- **TEXT EXTRACT**:
══════
As the mercury flirted with 100 degrees Fahrenheit and the humidity approached 100 percent during our July visit to Hanoi, we strolled past the long, snaking line of domestic tourists waiting to view Ho Chi Minh’s embalmed body in his tomb. Instead, we bypassed his former palace and explored the stilt house where he used to live. Just as the heat was about to knock us down for the count, we found a place selling coconut popsicles, served by a man behind a napkin dispenser that proclaimed, “Work is glory. Happiness to everybody.”
While Ho Chi Minh City — still referred to by many as Saigon — is the commercial hub of Vietnam, the capital, Hanoi, is much better at seducing visitors. When I first visited in the late 1990s, bicycles still outnumbered motorbikes; even with today’s increased traffic, it’s built on a more human scale and is much better suited to strolling.
I returned to Hanoi with my wife and daughter, the 11-year-old seeing the chaos of Asia for the first time. For her, the arrival may have been the highlight: We departed Hue on the overnight train, taking three of the four bunks in one compartment on the first-class Livitrans car. My daughter was giddy with excitement to be sleeping on a bunk bed on a moving train. The teenage Vietnamese girl who was the fourth passenger in the compartment didn’t seem so thrilled. She spent all her waking hours talking and texting on her cellphone, perhaps complaining about being stuck with three foreigners.
When we arrived, we headed straight to the oldest part of town. The main draw of Hanoi is the Old Quarter with its colorful shops, winding streets and food stalls set up on sidewalks. It extends north from Hoàn Kiềm Lake, surrounded by an attractive shady park with walkways and featuring several pagodas in the water. Dining in this area is cheap and satisfying, with spring rolls, pho bo soup and grilled seafood seldom costing more than a few dollars a meal. Sit on a tiny stool, point and enjoy. Add another buck for a beer — or even less for bia hoi, a “fresh beer” draft.
Most of the shopping opportunities are in the Old Quarter as well, so we popped into shops selling propaganda posters, hill tribe handicrafts, silk clothing and ironic T-shirts. The three-story Dong Xuan Market has more to appeal to locals, and the hectic Night Market running north from Hoàn Kiềm Lake is primarily a dumping ground for cheap Chinese goods.
There’s one must-do activity in this city for families, and that’s the Thang Long Water Puppetry Theatre. Getting tickets was the first errand on our list since shows often sell out days in advance. The small air-conditioned theater offers good views of the action from every seat, and the skits are almost magical. Based on traditional performances carried out in villages, the show presents a variety of stories and harvest rituals acted out by puppets that move around in the water of a simulated pond, the puppeteers manipulating them from behind a building façade partition. People, farm animals and dragons are delightfully animated, and the live band playing traditional instruments enlivens the show even more.
══════
- **THE TASKS**:
a: Decide whether each statement agrees with the Hanoi travel piece, answering yes or no and quoting the deciding words: (i) Getting tickets for the water puppet show was the family's first errand. (ii) The fourth passenger in the train compartment was excited to share it. (iii) The Dong Xuan Market has three stories.
b: Reproduce the stretch of the Hanoi travel piece from "Most of the" through "cheap Chinese goods.".

- **SOURCE EXCERPT**:
══════
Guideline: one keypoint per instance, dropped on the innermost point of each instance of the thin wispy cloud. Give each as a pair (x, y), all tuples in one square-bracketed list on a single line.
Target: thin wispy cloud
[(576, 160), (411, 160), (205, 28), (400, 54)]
══════
- **ANSWERS BY TASK**:
a:
(i) Yes: "Getting tickets was the first errand on our list"
(ii) No: "The teenage Vietnamese girl who was the fourth passenger in the compartment didn’t seem so thrilled."
(iii) Yes: "The three-story Dong Xuan Market"

b:
Most of the shopping opportunities are in the Old Quarter as well, so we popped into shops selling propaganda posters, hill tribe handicrafts, silk clothing and ironic T-shirts. The three-story Dong Xuan Market has more to appeal to locals, and the hectic Night Market running north from Hoàn Kiềm Lake is primarily a dumping ground for cheap Chinese goods.